*** Block opens ***

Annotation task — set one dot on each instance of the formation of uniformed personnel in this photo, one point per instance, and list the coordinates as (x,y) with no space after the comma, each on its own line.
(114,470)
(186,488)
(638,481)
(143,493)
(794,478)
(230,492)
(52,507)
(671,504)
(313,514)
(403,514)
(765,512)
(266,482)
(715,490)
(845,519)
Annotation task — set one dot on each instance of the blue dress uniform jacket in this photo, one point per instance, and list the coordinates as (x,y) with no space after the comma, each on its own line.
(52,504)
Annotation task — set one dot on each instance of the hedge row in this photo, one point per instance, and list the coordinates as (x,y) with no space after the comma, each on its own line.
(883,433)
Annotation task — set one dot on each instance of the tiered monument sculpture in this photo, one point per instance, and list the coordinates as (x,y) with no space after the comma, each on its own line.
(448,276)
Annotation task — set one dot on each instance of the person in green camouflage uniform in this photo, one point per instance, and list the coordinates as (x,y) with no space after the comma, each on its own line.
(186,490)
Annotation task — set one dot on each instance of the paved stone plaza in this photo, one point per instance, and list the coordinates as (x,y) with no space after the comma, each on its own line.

*** Block closes ***

> [WHAT TO WORK ON]
Print exactly the lines between the line with "of the hedge" and the final line of the records above, both included.

> [ANSWER TO THE PROBLEM]
Annotation task — set one dot on each instance of the hedge row in this photo, one point per instance, and list the coordinates as (x,y) with no space after the comma, each on its own line.
(883,433)
Annotation task — set one dot on each instance of the tiered monument sculpture in this photo, one point per instance, and list the coordinates as (x,y) with no space after the comma, each on its own line.
(448,276)
Annotation task — set one dot on each instance of the person in green camouflage uniform in this photo, one point per instance, and list the coordinates as (x,y) with no space after the comma, each on its own line.
(186,490)
Annotation task — set one dot on each instance of the paved stone plaza in this photo, one point per instance, and list the coordinates as (x,y) with no space after the comma, each on its own line.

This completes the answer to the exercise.